TASK: Can you change "small twig" to "small branch" in the lines below and leave everything else as it is?

RECORD EXTRACTS:
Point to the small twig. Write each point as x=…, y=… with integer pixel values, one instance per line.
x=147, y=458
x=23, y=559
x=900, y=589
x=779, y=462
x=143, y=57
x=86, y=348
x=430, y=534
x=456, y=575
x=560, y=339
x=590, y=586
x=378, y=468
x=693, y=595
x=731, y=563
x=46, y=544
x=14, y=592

WRITTEN RESPONSE:
Point to the small branch. Write each point as x=…, y=… with integer pixel values, one instance per line.
x=147, y=458
x=23, y=559
x=900, y=589
x=779, y=462
x=143, y=57
x=86, y=348
x=430, y=534
x=456, y=575
x=560, y=339
x=590, y=586
x=378, y=468
x=693, y=595
x=731, y=563
x=46, y=544
x=14, y=592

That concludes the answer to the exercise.